* INSTRUCTIONS FOR THE TASK *
Please copy every line of the records below that holds the word "wispy".

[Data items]

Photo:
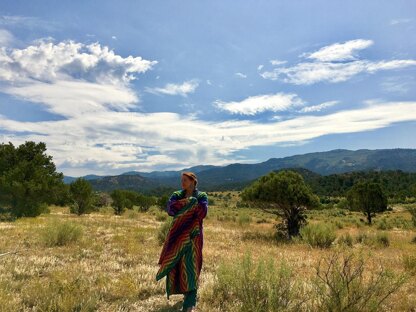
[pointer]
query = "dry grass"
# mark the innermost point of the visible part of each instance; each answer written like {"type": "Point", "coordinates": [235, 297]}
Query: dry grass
{"type": "Point", "coordinates": [112, 265]}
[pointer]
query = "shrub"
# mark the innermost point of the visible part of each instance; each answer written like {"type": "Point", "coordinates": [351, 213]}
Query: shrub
{"type": "Point", "coordinates": [318, 235]}
{"type": "Point", "coordinates": [412, 211]}
{"type": "Point", "coordinates": [346, 239]}
{"type": "Point", "coordinates": [61, 233]}
{"type": "Point", "coordinates": [382, 239]}
{"type": "Point", "coordinates": [244, 219]}
{"type": "Point", "coordinates": [262, 286]}
{"type": "Point", "coordinates": [340, 284]}
{"type": "Point", "coordinates": [379, 239]}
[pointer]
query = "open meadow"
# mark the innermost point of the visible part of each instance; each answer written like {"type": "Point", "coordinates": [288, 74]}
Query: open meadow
{"type": "Point", "coordinates": [103, 262]}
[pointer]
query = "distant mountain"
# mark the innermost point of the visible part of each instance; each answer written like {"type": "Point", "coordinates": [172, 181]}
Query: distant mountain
{"type": "Point", "coordinates": [237, 175]}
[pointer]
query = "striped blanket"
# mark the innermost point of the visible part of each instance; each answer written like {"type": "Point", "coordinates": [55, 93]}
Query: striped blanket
{"type": "Point", "coordinates": [180, 259]}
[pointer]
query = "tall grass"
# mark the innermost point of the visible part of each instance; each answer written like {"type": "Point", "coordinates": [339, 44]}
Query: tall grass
{"type": "Point", "coordinates": [318, 235]}
{"type": "Point", "coordinates": [262, 286]}
{"type": "Point", "coordinates": [341, 285]}
{"type": "Point", "coordinates": [60, 233]}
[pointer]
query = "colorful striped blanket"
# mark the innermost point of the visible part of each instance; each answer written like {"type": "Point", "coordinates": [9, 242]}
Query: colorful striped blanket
{"type": "Point", "coordinates": [181, 256]}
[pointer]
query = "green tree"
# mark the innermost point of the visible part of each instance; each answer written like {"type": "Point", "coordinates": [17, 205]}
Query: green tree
{"type": "Point", "coordinates": [162, 201]}
{"type": "Point", "coordinates": [367, 197]}
{"type": "Point", "coordinates": [120, 201]}
{"type": "Point", "coordinates": [81, 195]}
{"type": "Point", "coordinates": [285, 194]}
{"type": "Point", "coordinates": [28, 179]}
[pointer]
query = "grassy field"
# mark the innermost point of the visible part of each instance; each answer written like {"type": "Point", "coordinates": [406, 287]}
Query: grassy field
{"type": "Point", "coordinates": [103, 262]}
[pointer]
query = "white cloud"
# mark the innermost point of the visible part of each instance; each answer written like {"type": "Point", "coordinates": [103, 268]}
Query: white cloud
{"type": "Point", "coordinates": [91, 142]}
{"type": "Point", "coordinates": [400, 21]}
{"type": "Point", "coordinates": [319, 107]}
{"type": "Point", "coordinates": [260, 103]}
{"type": "Point", "coordinates": [89, 86]}
{"type": "Point", "coordinates": [331, 65]}
{"type": "Point", "coordinates": [340, 51]}
{"type": "Point", "coordinates": [6, 38]}
{"type": "Point", "coordinates": [241, 75]}
{"type": "Point", "coordinates": [27, 22]}
{"type": "Point", "coordinates": [182, 89]}
{"type": "Point", "coordinates": [71, 78]}
{"type": "Point", "coordinates": [277, 62]}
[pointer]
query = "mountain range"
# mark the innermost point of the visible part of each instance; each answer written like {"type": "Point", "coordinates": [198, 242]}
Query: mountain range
{"type": "Point", "coordinates": [237, 175]}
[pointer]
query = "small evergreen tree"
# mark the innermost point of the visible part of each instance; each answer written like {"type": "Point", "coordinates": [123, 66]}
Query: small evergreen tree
{"type": "Point", "coordinates": [285, 194]}
{"type": "Point", "coordinates": [367, 197]}
{"type": "Point", "coordinates": [120, 201]}
{"type": "Point", "coordinates": [81, 195]}
{"type": "Point", "coordinates": [28, 179]}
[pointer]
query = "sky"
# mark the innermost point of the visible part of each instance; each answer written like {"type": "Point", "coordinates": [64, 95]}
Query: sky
{"type": "Point", "coordinates": [117, 86]}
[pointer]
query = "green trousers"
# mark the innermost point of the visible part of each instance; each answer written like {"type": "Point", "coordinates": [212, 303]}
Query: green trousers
{"type": "Point", "coordinates": [189, 299]}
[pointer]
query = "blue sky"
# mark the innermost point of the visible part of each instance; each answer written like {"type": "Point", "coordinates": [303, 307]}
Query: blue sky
{"type": "Point", "coordinates": [114, 86]}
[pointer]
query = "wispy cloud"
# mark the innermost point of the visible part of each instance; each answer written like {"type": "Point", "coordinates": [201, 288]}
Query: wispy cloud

* TASK ANSWER *
query = "wispy cloud"
Query: wispy cloud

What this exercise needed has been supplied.